Your objective: Print all of the records. Exclude the images.

▽

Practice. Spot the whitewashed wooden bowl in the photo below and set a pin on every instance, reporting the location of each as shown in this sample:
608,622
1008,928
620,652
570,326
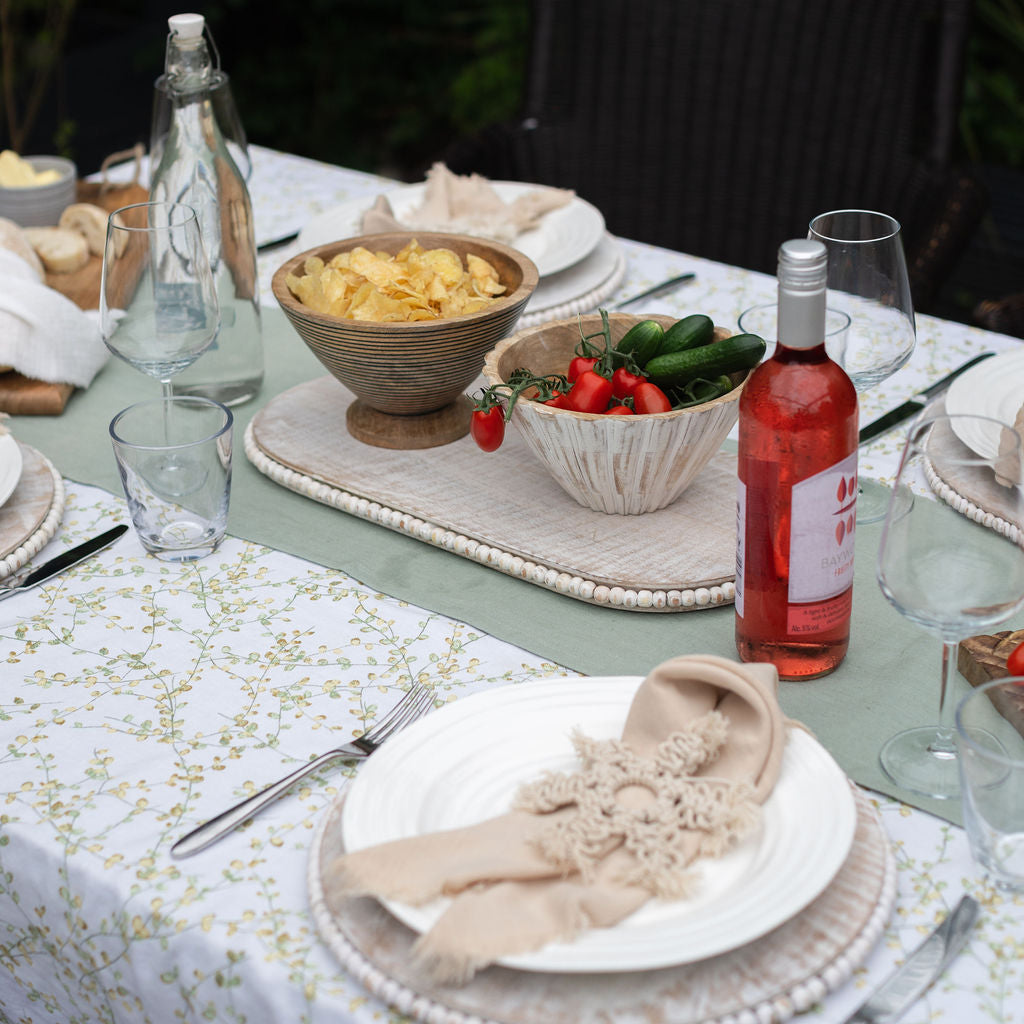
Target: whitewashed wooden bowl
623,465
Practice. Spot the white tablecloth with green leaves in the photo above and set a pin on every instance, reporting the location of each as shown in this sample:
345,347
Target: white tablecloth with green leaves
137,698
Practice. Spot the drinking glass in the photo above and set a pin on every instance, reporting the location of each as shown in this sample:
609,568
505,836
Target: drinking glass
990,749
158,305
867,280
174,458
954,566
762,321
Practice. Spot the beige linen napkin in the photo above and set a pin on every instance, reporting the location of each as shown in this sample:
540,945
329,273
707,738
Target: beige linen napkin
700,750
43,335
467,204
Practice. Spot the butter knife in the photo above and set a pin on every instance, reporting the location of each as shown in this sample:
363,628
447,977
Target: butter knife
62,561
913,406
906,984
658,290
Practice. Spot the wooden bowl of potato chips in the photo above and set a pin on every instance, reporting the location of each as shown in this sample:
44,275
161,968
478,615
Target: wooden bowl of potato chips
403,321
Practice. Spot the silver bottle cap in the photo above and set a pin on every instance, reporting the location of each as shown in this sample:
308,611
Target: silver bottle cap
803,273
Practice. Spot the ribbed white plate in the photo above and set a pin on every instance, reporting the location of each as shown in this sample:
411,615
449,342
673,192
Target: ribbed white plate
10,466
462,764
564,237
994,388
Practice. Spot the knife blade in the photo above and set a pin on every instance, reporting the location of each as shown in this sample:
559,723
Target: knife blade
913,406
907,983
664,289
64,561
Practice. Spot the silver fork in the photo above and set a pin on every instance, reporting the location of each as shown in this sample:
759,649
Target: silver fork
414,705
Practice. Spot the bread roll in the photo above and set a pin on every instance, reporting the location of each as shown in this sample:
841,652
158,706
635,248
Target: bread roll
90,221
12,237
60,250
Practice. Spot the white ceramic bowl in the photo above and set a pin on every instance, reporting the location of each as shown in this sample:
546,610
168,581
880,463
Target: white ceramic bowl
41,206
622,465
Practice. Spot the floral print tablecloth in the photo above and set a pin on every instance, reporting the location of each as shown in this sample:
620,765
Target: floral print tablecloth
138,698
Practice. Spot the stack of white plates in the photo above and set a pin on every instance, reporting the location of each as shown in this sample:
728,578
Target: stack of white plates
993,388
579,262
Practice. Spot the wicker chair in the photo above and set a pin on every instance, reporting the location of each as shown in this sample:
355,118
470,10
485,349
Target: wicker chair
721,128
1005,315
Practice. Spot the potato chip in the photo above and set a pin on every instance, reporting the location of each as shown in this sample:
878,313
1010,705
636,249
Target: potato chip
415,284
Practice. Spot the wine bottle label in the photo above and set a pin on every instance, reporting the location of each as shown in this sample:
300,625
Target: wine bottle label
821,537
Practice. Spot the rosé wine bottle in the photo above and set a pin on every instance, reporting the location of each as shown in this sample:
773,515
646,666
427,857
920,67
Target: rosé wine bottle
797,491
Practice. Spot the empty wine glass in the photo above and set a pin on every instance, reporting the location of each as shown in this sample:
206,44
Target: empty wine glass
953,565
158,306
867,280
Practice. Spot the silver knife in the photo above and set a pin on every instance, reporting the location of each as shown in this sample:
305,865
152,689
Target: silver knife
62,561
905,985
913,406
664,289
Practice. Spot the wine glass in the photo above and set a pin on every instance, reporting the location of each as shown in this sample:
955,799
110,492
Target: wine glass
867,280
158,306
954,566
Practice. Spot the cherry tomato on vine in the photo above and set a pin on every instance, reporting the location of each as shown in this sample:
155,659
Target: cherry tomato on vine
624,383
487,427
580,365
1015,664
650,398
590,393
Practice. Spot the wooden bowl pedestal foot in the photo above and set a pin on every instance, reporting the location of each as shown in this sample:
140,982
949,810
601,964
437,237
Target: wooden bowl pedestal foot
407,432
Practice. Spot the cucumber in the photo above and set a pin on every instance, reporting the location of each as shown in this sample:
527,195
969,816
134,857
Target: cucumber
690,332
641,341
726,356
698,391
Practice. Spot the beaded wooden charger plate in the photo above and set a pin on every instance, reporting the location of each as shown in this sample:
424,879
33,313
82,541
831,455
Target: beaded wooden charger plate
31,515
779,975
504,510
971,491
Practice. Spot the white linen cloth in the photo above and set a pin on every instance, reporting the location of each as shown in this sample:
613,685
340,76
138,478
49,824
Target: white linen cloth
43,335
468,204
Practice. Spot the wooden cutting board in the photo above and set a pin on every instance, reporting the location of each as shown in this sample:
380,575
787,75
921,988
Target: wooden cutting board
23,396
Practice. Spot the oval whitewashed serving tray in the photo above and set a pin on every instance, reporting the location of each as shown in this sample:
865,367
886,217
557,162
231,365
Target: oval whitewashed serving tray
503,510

△

Expected answer:
Practice. Spot the whitewashed wooden bowl in the photo below and set a pin on every instance, reporting the location of each as shown in this sample:
608,622
1008,928
620,652
570,326
Target: whitewashed wooden bowl
623,465
Practice. Spot the white tablecloth with green leaves in the photo above and set a pin on every instance, reporting the location of each as shown in this sample:
345,347
Target: white tablecloth with green leaves
137,698
Practice. Spot the drinking glass in the photo above and set a pin on every instance, reporting the location of each as shown in this sample:
609,568
505,836
Target: drinking glass
990,749
158,305
867,280
174,458
954,566
762,321
Practice. Spot the beige linen napkin in the photo above and set a pin on every instance, reporting the location of each as shown in this sample:
540,945
329,273
707,738
Target: beige linen napkin
700,750
43,335
467,204
Practice. Spot the butter knife in the photo above and set a pin on every instance, reporting the location of each as shown in this sample:
363,628
447,977
Target: butter knife
62,561
913,406
906,984
658,290
Practice. Spot the wooden bowl of potato chips in the photo above and set a pin on every instance, reporting the location of each as shown in this sample:
44,275
161,968
478,615
Target: wooden bowl of potato chips
403,321
Practice. Spot the silver bottle cap in the photo above and set a pin on every instance, reporting the location of each as shown in this sample:
308,611
Target: silver bottle cap
803,273
Practice. Spot the ribbed white plate in the photo above and set a pin on every instance, reporting the location of each as shown in this sample:
411,615
449,342
673,192
Target: ribbed white plate
10,466
462,764
564,237
994,388
Practice. Spot the knife blade in the photo above and set a pin on every instance, reporting the location of each as shown in this sample:
559,723
Target: knife blade
913,406
907,983
664,289
64,561
Practice. Spot the silver fork in the photo above and set a pin on every instance, reporting the location of each as shown in this sample:
759,649
Target: silver fork
414,705
Practice. Spot the bread roll in the photo above and set a pin on every instance, reporting the location of each as shown in this sample:
841,652
158,706
635,248
Target: bread roll
90,221
12,237
60,250
Practice. Spot the white ceramic bowl in the photo above and set a pin on every instance, reporting the location of each as shown in this sample:
546,610
168,581
880,463
Target: white ceramic bowl
41,206
622,465
Practice. Spot the floral print tablecloth in the photo above and set a pin on every instance, reporting the location of each as shown in this sample:
620,765
Target: floral print tablecloth
138,698
Practice. Spot the stack of white plates in the photo above and set a pin on every instance, reporting the location of each as shown in this sample:
728,578
Target: stack of white plates
993,388
579,262
Practice. Spot the wicker chair in the photo above and set a pin on every instance, reporting the location of each as shown in this sample:
355,118
470,10
485,349
Target: wicker chair
721,128
1005,315
Practice. Spot the potato chip in the photo above and set a pin on every instance, reporting the location of each as shown in this sample:
878,313
1010,705
636,249
Target: potato chip
415,284
Practice. Spot the wine bottle label in the photo above and set a pin on every instance, reporting the location of each as shown in this sample:
300,625
Target: wine bottle label
821,537
Practice. Spot the rosé wine bottle in the photo above and set a pin on every instance, reporting the location of each as shown in this sample:
773,515
646,666
427,857
920,67
Target: rosé wine bottle
797,491
Practice. Spot the empty wine glass in the photo above and set a pin on every instance, reporting the location of each as shown in this sample:
206,44
Target: empty wine glass
953,565
158,306
867,280
Practice. Spot the silver knife in the photo above and set a pin on every instance, reporting the location of each as shown in this sample:
305,865
152,689
Target: silver knife
62,561
905,985
913,406
664,289
Practice. Spot the wine glass in the photo above and set a pin on every instance, reporting the location of each as shown in this sample:
955,799
110,492
Target: wine glass
867,280
158,306
954,566
Practice. Spot the cherry tomato on vine in the photo above and set a pin on every instance, reporting the location of each as shown in this sample:
155,659
Target: cherry tomato on vine
624,383
487,427
580,365
1015,664
650,398
590,393
Practice. Spot the wooden bowl pedestal foot in the photo above and set a pin on every instance, reporting the location of each as shown in this sample:
140,982
949,810
601,964
437,237
Target: wooden bowl pedestal foot
407,432
Practice. Spot the cucumber in the photo above and set a pin on every instance, reporting the location of each as shown in this sample:
527,195
969,816
134,857
Target: cucumber
690,332
641,341
726,356
698,391
Practice. Spot the beaded wooden charger plate in the photo above and set a pin on every instance, reporting the location of each as shown in this sample:
424,879
33,313
82,541
831,455
Target: beaded wooden charger plate
31,515
779,975
504,510
971,491
Practice. Spot the white linen cloth in the photo above and set a pin on every instance, reporting the location of each as shown in this sample:
613,685
340,76
138,478
49,824
Target: white linen cloth
43,335
468,204
Practice. Spot the wooden cutting board in the photo above and set a pin on every instance, reporting the location of each as shown in this sample:
380,575
787,75
921,988
Target: wooden cutting board
23,396
Practice. Spot the oval whitewashed serving tray in the photo above and set a pin on every instance, reporting the location of each as shown in this sample:
865,367
886,217
557,162
231,365
Target: oval whitewashed serving tray
503,510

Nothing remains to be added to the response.